## Rows
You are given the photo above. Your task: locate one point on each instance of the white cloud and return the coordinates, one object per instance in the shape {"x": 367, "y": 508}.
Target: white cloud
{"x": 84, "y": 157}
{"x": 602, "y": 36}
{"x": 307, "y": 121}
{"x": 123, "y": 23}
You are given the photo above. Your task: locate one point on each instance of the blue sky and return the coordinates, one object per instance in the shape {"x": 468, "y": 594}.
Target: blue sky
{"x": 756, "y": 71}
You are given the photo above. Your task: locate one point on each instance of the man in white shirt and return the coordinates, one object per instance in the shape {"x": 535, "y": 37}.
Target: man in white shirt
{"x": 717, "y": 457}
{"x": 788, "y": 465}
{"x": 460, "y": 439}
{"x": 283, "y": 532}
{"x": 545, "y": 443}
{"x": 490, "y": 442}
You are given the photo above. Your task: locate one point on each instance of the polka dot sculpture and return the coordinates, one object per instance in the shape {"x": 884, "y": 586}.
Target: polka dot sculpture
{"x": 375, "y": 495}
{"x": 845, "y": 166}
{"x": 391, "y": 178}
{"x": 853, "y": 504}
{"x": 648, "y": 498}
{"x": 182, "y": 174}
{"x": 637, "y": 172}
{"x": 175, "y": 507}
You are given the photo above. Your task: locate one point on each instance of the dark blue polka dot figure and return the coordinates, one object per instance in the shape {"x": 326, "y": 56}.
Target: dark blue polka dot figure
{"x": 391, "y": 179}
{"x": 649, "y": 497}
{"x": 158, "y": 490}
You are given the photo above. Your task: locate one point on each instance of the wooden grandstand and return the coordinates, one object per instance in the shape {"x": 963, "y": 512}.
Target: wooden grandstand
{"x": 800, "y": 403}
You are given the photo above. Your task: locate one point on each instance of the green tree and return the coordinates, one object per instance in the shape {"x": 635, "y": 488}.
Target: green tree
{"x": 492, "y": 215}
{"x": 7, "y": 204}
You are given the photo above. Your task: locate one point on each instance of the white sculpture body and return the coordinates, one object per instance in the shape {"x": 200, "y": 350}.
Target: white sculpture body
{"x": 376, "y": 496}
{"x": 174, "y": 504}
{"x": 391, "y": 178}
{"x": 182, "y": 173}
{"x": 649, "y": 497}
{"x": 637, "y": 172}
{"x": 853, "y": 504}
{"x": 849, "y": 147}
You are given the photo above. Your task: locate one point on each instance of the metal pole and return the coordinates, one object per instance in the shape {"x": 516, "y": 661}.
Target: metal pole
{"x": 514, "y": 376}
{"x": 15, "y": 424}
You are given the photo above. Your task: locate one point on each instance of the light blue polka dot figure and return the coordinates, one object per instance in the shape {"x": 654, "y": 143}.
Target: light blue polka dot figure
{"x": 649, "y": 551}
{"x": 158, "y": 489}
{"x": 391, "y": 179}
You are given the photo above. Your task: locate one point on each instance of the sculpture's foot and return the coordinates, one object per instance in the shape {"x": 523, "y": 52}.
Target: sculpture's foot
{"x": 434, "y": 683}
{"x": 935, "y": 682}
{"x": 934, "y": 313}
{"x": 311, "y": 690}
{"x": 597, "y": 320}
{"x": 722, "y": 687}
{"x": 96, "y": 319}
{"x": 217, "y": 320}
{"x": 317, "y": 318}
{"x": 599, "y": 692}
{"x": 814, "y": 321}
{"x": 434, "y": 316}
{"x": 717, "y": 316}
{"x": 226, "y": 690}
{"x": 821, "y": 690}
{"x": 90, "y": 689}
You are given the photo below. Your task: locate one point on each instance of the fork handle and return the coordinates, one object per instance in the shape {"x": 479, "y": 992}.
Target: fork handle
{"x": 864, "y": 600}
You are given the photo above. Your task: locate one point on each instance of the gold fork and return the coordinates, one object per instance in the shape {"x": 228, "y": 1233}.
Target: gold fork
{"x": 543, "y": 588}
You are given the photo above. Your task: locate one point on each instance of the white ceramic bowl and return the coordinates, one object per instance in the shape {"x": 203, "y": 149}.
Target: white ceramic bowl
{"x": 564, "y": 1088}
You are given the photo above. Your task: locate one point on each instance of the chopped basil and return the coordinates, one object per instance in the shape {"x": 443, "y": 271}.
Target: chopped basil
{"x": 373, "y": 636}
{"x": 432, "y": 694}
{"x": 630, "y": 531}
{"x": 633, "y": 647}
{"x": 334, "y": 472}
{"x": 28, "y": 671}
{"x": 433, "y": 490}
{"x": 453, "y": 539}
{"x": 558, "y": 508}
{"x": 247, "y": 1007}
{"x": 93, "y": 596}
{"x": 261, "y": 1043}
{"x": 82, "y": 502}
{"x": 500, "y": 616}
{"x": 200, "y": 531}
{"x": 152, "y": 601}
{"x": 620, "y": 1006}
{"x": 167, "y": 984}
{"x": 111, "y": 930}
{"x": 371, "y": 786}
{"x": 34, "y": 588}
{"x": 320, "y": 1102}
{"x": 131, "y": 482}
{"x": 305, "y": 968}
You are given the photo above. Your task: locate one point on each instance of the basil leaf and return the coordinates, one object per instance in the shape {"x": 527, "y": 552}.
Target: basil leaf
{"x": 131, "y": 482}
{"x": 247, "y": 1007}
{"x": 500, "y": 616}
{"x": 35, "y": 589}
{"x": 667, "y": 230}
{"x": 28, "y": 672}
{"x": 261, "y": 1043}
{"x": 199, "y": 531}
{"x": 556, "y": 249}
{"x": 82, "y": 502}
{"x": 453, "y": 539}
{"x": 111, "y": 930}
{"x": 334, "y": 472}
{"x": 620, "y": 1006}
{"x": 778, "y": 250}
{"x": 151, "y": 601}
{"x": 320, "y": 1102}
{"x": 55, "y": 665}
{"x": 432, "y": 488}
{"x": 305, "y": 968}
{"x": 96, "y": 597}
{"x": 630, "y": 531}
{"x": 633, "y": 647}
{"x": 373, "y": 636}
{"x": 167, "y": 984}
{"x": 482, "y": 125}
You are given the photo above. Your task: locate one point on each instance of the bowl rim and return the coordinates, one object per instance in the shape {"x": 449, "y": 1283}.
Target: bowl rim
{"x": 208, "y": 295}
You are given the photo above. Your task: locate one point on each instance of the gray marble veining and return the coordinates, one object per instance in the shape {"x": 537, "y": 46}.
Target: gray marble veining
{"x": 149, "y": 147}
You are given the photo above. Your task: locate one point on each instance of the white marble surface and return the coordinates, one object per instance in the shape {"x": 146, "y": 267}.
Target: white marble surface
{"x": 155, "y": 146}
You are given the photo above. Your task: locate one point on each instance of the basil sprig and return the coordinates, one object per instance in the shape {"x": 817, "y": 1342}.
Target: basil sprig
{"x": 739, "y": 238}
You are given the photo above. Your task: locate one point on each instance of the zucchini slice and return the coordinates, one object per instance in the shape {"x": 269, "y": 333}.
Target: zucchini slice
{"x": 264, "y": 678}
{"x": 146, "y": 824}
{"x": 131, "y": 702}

## Directions
Copy the material above back out, exactly as written.

## Correct result
You are given the photo above. Your task: locate one point on each instance of the white cloud and return the coordinates, one object per instance in the shape {"x": 367, "y": 508}.
Target: white cloud
{"x": 84, "y": 157}
{"x": 602, "y": 36}
{"x": 307, "y": 121}
{"x": 123, "y": 23}
You are given the photo above. Your task: locate one point on each instance of the blue sky and return the coordinates, one object per instance in the shape {"x": 468, "y": 594}.
Target: blue sky
{"x": 756, "y": 71}
You are given the photo above. Your task: locate one point on each instance of the man in white shirt and return the coordinates, one object per instance in the shape {"x": 535, "y": 37}.
Target: man in white shirt
{"x": 717, "y": 457}
{"x": 788, "y": 465}
{"x": 460, "y": 439}
{"x": 283, "y": 532}
{"x": 545, "y": 443}
{"x": 490, "y": 442}
You are given the photo above. Your task: locate one point on each instance of the polka dot sculpture and return the coordinates, one object per instance in the shape {"x": 884, "y": 586}.
Target: polka dot sculpture
{"x": 375, "y": 495}
{"x": 845, "y": 166}
{"x": 391, "y": 178}
{"x": 853, "y": 504}
{"x": 648, "y": 498}
{"x": 182, "y": 174}
{"x": 637, "y": 172}
{"x": 175, "y": 507}
You are given the photo above. Your task: locate one point on each instance of the dark blue polka dot figure and return the coordinates, one object per instance in the shape {"x": 326, "y": 56}.
Target: dark blue polka dot figure
{"x": 391, "y": 179}
{"x": 649, "y": 497}
{"x": 158, "y": 490}
You are given the photo above. Your task: locate one point on each instance of the wooden grandstand and return the coordinates, one object per instance in the shape {"x": 963, "y": 512}.
Target: wooden grandstand
{"x": 800, "y": 403}
You are given the photo above. Your task: locate one point on each instance of the green tree and return the coordinates, one object per instance in the shape {"x": 635, "y": 488}.
Target: green tree
{"x": 492, "y": 215}
{"x": 7, "y": 204}
You are given the photo above. Your task: locate one point on each instance of the white sculpture body and return the coordinates, one object per instance in the shape {"x": 200, "y": 350}.
Target: white sculpture body
{"x": 376, "y": 496}
{"x": 174, "y": 504}
{"x": 391, "y": 178}
{"x": 182, "y": 173}
{"x": 649, "y": 497}
{"x": 637, "y": 172}
{"x": 853, "y": 504}
{"x": 849, "y": 147}
You are given the photo above. Your task: locate one point on each instance of the metal pole and return the coordinates, one object per instance in the shape {"x": 516, "y": 661}.
Target: metal pole
{"x": 514, "y": 376}
{"x": 15, "y": 424}
You are given the photo above. Your task: locate one point on each instance of the light blue polka dot figure and return the coordinates, one object per instance in the shape {"x": 654, "y": 143}.
Target: light blue polka dot figure
{"x": 649, "y": 551}
{"x": 158, "y": 489}
{"x": 391, "y": 179}
You are given the photo above. Your task: locate one point on each instance of the sculpture's foot and return the coordinates, one object per instance in the shape {"x": 523, "y": 52}.
Target: sculpture's foot
{"x": 434, "y": 683}
{"x": 935, "y": 682}
{"x": 934, "y": 313}
{"x": 311, "y": 690}
{"x": 597, "y": 320}
{"x": 722, "y": 687}
{"x": 96, "y": 319}
{"x": 217, "y": 320}
{"x": 317, "y": 318}
{"x": 599, "y": 692}
{"x": 814, "y": 321}
{"x": 434, "y": 316}
{"x": 717, "y": 316}
{"x": 226, "y": 690}
{"x": 821, "y": 690}
{"x": 90, "y": 689}
You are given the photo below. Your task: locate one point on each instance of the fork handle and return the coordinates, one object per instance in the shape {"x": 479, "y": 992}.
Target: fork handle
{"x": 864, "y": 600}
You are given the photo above. Your task: locate one point on each instance of the gold fork and return the coordinates, one object per instance in the shape {"x": 228, "y": 1233}.
Target: gold fork
{"x": 543, "y": 588}
You are given the photo above. Your task: locate one point on each instance of the white ceramic bowl and return the coordinates, one object per instance in the shape {"x": 203, "y": 149}.
Target: white ceramic bowl
{"x": 564, "y": 1088}
You are given the photo above. Your task: locate one point on each instance of the chopped basil and return the coordinates, one object per instance in the shape {"x": 443, "y": 271}.
Target: chopped basil
{"x": 373, "y": 636}
{"x": 432, "y": 694}
{"x": 630, "y": 531}
{"x": 633, "y": 647}
{"x": 334, "y": 472}
{"x": 28, "y": 671}
{"x": 433, "y": 490}
{"x": 453, "y": 539}
{"x": 558, "y": 508}
{"x": 247, "y": 1007}
{"x": 93, "y": 596}
{"x": 261, "y": 1043}
{"x": 82, "y": 502}
{"x": 500, "y": 616}
{"x": 200, "y": 531}
{"x": 152, "y": 601}
{"x": 620, "y": 1006}
{"x": 167, "y": 984}
{"x": 111, "y": 930}
{"x": 371, "y": 786}
{"x": 34, "y": 588}
{"x": 320, "y": 1102}
{"x": 131, "y": 482}
{"x": 305, "y": 968}
You are given the photo above. Your task: locate one point on each instance of the basil leaf and return the coordinates, one object per instance in the shape {"x": 527, "y": 552}.
Target: basil leaf
{"x": 131, "y": 482}
{"x": 247, "y": 1007}
{"x": 500, "y": 616}
{"x": 35, "y": 589}
{"x": 667, "y": 230}
{"x": 28, "y": 672}
{"x": 261, "y": 1043}
{"x": 199, "y": 531}
{"x": 556, "y": 249}
{"x": 82, "y": 502}
{"x": 453, "y": 539}
{"x": 111, "y": 930}
{"x": 334, "y": 472}
{"x": 620, "y": 1006}
{"x": 778, "y": 250}
{"x": 151, "y": 601}
{"x": 320, "y": 1102}
{"x": 55, "y": 665}
{"x": 432, "y": 488}
{"x": 305, "y": 968}
{"x": 96, "y": 597}
{"x": 630, "y": 531}
{"x": 633, "y": 647}
{"x": 373, "y": 636}
{"x": 167, "y": 984}
{"x": 482, "y": 125}
You are given the photo above. Your task: locate one point on each instance of the bowl rim and return the coordinates, one object per instance in the shape {"x": 449, "y": 1283}.
Target: bowl rim
{"x": 208, "y": 295}
You are given the photo above. Your task: locate one point on each instance of the gray marble veining and return the coordinates, one object per instance in the shape {"x": 537, "y": 46}.
Target: gray marble veining
{"x": 149, "y": 147}
You are given the photo above. Your task: locate one point on each instance of the white marble surface and return the coordinates, one object per instance in the shape {"x": 146, "y": 267}.
Target: white marble surface
{"x": 155, "y": 146}
You are given the photo above. Your task: locate one point on each instance of the basil sprig and return the coordinates, one object per instance in the shape {"x": 817, "y": 1342}.
Target: basil sprig
{"x": 739, "y": 238}
You are given the photo above. Your task: locate one point on each instance of the zucchini slice and return the coordinates, one object per instance in the shape {"x": 269, "y": 333}.
Target: zucchini slice
{"x": 264, "y": 678}
{"x": 146, "y": 824}
{"x": 131, "y": 702}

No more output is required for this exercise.